Stored data
╭──

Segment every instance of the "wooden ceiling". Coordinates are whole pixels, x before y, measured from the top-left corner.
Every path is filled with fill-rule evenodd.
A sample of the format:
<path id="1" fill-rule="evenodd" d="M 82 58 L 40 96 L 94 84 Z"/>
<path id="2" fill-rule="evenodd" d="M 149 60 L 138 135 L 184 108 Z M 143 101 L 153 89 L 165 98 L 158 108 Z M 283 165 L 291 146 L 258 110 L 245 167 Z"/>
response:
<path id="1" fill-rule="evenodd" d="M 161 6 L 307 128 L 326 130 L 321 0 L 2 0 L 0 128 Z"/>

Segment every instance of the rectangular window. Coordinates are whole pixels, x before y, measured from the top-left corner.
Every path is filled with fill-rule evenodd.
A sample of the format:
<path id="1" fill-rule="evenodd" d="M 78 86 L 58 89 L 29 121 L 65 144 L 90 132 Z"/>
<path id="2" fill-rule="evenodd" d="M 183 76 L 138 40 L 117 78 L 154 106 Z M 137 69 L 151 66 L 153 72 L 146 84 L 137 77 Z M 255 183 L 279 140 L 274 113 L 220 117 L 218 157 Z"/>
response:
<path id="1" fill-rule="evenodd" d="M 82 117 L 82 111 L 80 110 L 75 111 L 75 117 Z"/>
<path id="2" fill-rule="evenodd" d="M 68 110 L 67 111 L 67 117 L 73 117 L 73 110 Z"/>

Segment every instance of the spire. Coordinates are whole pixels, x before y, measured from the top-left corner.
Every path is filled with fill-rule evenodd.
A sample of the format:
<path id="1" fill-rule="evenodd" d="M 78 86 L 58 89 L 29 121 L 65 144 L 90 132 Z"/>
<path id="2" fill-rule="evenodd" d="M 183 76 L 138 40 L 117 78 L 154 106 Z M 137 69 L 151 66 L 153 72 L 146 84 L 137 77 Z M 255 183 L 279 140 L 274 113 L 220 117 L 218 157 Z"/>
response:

╰──

» **TASK TO CARRY OUT**
Put the whole listing above into a JSON array of strings, with one string per line and blank lines left out.

» **RESPONSE**
[
  "Segment every instance of the \"wooden ceiling\". Coordinates are whole pixels, x before y, measured from the top-left corner.",
  "Every path is filled with fill-rule evenodd.",
  "A sample of the format:",
  "<path id=\"1\" fill-rule=\"evenodd\" d=\"M 82 58 L 40 96 L 94 84 Z\"/>",
  "<path id=\"2\" fill-rule=\"evenodd\" d=\"M 149 60 L 138 135 L 184 108 Z M 143 101 L 153 89 L 165 98 L 158 108 Z M 283 165 L 291 146 L 258 110 L 245 167 Z\"/>",
  "response:",
  "<path id=\"1\" fill-rule=\"evenodd\" d=\"M 161 6 L 307 128 L 326 130 L 321 0 L 2 0 L 0 128 Z\"/>",
  "Segment every instance of the rectangular window. Coordinates are whole pixels, x before y, measured from the top-left corner.",
  "Every path is filled with fill-rule evenodd.",
  "A sample of the format:",
  "<path id=\"1\" fill-rule=\"evenodd\" d=\"M 78 86 L 58 89 L 29 121 L 65 144 L 90 132 Z\"/>",
  "<path id=\"2\" fill-rule=\"evenodd\" d=\"M 183 76 L 138 40 L 117 78 L 154 106 Z M 137 69 L 151 66 L 153 72 L 146 84 L 137 77 Z M 255 183 L 279 140 L 274 113 L 220 117 L 218 157 Z\"/>",
  "response:",
  "<path id=\"1\" fill-rule=\"evenodd\" d=\"M 82 117 L 82 111 L 80 110 L 75 111 L 75 117 Z\"/>",
  "<path id=\"2\" fill-rule=\"evenodd\" d=\"M 68 110 L 67 111 L 67 117 L 73 117 L 73 110 Z\"/>",
  "Segment every instance of the spire. Coordinates are whole pixels, x before y, measured from the top-left corner.",
  "Every path is filled with fill-rule evenodd.",
  "A sample of the format:",
  "<path id=\"1\" fill-rule=\"evenodd\" d=\"M 78 86 L 58 89 L 29 121 L 65 144 L 90 132 Z\"/>",
  "<path id=\"2\" fill-rule=\"evenodd\" d=\"M 183 76 L 138 40 L 117 78 L 154 106 Z M 137 69 L 151 66 L 153 72 L 146 84 L 137 77 Z M 255 183 L 279 140 L 274 113 L 220 117 L 218 157 Z\"/>",
  "response:"
]